== STORED ROWS ==

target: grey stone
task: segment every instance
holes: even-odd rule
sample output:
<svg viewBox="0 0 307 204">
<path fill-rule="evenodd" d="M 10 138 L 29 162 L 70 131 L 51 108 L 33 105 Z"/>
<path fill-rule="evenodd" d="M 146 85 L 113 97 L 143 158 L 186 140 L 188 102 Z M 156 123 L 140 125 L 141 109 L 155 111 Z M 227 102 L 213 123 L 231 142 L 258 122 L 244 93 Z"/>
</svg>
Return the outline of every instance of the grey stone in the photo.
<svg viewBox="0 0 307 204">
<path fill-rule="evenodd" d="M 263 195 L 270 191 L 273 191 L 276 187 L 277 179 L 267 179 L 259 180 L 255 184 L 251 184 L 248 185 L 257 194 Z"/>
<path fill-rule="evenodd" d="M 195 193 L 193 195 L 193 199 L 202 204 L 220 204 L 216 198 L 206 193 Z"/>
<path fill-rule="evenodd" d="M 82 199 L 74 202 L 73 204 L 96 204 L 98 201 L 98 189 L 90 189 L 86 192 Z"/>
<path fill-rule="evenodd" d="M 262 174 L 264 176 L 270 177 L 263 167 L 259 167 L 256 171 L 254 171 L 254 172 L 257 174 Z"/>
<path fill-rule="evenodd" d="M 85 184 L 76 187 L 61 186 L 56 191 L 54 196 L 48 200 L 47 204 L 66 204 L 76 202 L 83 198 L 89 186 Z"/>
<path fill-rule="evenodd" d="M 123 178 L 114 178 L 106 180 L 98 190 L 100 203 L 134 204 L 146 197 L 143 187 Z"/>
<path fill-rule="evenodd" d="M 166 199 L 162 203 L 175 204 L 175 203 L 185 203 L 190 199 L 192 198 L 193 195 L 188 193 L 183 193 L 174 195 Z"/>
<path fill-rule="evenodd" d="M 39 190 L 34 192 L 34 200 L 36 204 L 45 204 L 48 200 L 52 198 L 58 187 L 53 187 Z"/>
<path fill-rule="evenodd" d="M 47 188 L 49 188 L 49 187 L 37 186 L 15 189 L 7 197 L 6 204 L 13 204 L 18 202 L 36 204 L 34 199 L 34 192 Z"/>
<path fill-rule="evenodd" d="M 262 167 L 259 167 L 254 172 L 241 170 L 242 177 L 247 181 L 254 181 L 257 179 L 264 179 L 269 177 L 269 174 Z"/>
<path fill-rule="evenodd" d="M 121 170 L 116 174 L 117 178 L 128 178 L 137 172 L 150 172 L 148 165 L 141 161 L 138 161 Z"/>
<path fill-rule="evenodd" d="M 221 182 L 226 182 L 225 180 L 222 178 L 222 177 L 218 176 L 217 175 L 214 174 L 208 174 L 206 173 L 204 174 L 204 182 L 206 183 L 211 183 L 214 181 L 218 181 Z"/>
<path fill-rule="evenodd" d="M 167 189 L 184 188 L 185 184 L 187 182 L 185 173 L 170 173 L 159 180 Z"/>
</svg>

===

TO DO: Rewrite the rows from the first line through the line containing "47 188 L 49" as a two-column Markdown table headed No. and Line. Put each line's number under No. and leave out any blank lines.

EXPECTED ANSWER:
| No. | Line |
|---|---|
| 1 | target: grey stone |
| 2 | task: segment every instance |
| 3 | holes: even-odd rule |
| 4 | sample output: |
| 5 | <svg viewBox="0 0 307 204"> |
| 6 | <path fill-rule="evenodd" d="M 10 138 L 29 162 L 70 131 L 51 108 L 33 105 Z"/> |
| 7 | <path fill-rule="evenodd" d="M 146 85 L 113 97 L 143 158 L 186 140 L 188 102 Z M 156 123 L 140 125 L 141 109 L 155 111 Z M 227 102 L 213 123 L 231 142 L 258 122 L 244 93 Z"/> |
| 8 | </svg> |
| 9 | Return the outline of every instance of the grey stone in the photo. |
| 10 | <svg viewBox="0 0 307 204"> |
| 11 | <path fill-rule="evenodd" d="M 263 195 L 270 191 L 273 191 L 276 187 L 277 179 L 267 179 L 259 180 L 255 184 L 251 184 L 248 185 L 257 194 Z"/> |
| 12 | <path fill-rule="evenodd" d="M 195 193 L 193 195 L 193 199 L 202 204 L 220 204 L 216 198 L 206 193 Z"/> |
| 13 | <path fill-rule="evenodd" d="M 82 199 L 74 202 L 73 204 L 96 204 L 98 201 L 98 189 L 90 189 L 86 192 Z"/> |
| 14 | <path fill-rule="evenodd" d="M 262 174 L 264 176 L 270 177 L 263 167 L 259 167 L 256 171 L 254 171 L 254 172 L 257 174 Z"/> |
| 15 | <path fill-rule="evenodd" d="M 85 184 L 76 187 L 61 186 L 56 191 L 54 196 L 48 200 L 47 204 L 66 204 L 76 202 L 83 198 L 89 186 Z"/> |
| 16 | <path fill-rule="evenodd" d="M 123 178 L 114 178 L 106 180 L 98 190 L 100 203 L 134 204 L 146 197 L 143 187 Z"/> |
| 17 | <path fill-rule="evenodd" d="M 166 199 L 162 203 L 175 204 L 175 203 L 185 203 L 190 199 L 192 198 L 193 195 L 188 193 L 183 193 L 174 195 Z"/> |
| 18 | <path fill-rule="evenodd" d="M 39 190 L 34 192 L 34 200 L 36 204 L 45 204 L 48 200 L 52 198 L 58 187 L 53 187 Z"/> |
| 19 | <path fill-rule="evenodd" d="M 47 188 L 49 188 L 49 187 L 37 186 L 15 189 L 7 197 L 6 204 L 13 204 L 18 202 L 36 204 L 34 199 L 34 192 Z"/> |